Continúa el comentario de Cuaresma sobre la parábola del padre y sus dos hijos, que aparece más abajo, a partir de su última oración.

- [FRAGMENTO]:
++++++++

ECOS DEL DÍA DEL SEÑOR. Domingo 4º de Cuaresma C

Nunca reflexionaremos bastante sobre este misterio: Cuando Dios se hace hombre, es criticado porque no anda con los sabios y los buenos, sino con los publicanos y pecadores. Nos parecería más lógico que hubiera sido de la otra manera.

Los fariseos y escribas están disgustados por eso, porque Jesús trata con gente de mala fama. Y a ellos va dirigida la parábola del evangelio de hoy. Quiere explicarles por qué lo hace. Sencillamente, porque actúa como el Padre del Cielo, al que contempla constantemente, y que está representado en el padre de la parábola. El hijo menor representa a los publicanos y pecadores y el hijo mayor, a los escribas y fariseos.

La descripción que se hace del pecado y de la conversión es admirable: El pecado se nos presenta como una ruptura definitiva con el padre y con su casa; como un derroche, como una degradación, como una muerte. La conversión es recapacitar y volver a la casa del Padre, que le recibe no como a “uno de los jornaleros”, sino como a un verdadero hijo: Por eso, dice que hay que vestirle como un hijo y hay que hacer fiesta “porque el hijo estaba muerto y ha revivido, estaba perdido y lo hemos encontrado”.

++++++++

- [MATERIAL MOSTRADO]:
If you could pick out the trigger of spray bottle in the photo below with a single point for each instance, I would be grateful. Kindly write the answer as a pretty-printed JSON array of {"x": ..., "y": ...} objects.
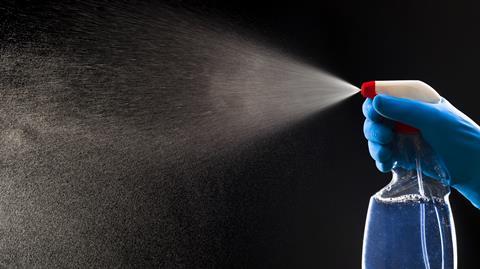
[{"x": 410, "y": 89}]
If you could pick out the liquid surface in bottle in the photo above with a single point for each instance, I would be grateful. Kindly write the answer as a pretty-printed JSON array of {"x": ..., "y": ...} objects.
[{"x": 409, "y": 233}]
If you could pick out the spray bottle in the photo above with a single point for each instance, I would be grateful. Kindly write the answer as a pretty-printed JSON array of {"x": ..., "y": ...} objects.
[{"x": 409, "y": 222}]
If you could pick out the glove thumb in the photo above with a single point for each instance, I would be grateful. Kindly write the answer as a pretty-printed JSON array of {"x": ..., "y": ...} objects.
[{"x": 411, "y": 112}]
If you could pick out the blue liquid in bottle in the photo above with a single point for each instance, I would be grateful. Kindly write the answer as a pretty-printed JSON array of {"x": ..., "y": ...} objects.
[{"x": 409, "y": 222}]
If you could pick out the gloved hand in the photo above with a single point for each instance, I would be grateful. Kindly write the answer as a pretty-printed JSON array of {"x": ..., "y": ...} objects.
[{"x": 453, "y": 136}]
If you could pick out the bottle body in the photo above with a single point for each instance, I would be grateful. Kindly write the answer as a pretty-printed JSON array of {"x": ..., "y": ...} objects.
[{"x": 409, "y": 222}]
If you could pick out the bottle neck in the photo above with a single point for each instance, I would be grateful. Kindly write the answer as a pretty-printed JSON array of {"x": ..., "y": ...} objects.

++++++++

- [RESPUESTA]:
Los fariseos y escribas quedan retratados en el hijo mayor. Ellos no tienen el corazón de un verdadero hermano, que se alegraría con la vuelta del que se había marchado, y no entienden a Jesucristo, porque no conocen realmente al Padre del Cielo, que es rico en bondad y misericordia.

Jesucristo ha venido a revelarnos, con obras y palabras, el verdadero rostro y el verdadero corazón del Padre, y, por eso, busca a los que se han alejado y los llama a la conversión. ¡Él es el verdadero hermano mayor!

La parábola va hoy por nosotros. A todos nos enseña algo. Y, en definitiva, ¿quién puede decir que no tiene nada de cada uno de los dos hijos?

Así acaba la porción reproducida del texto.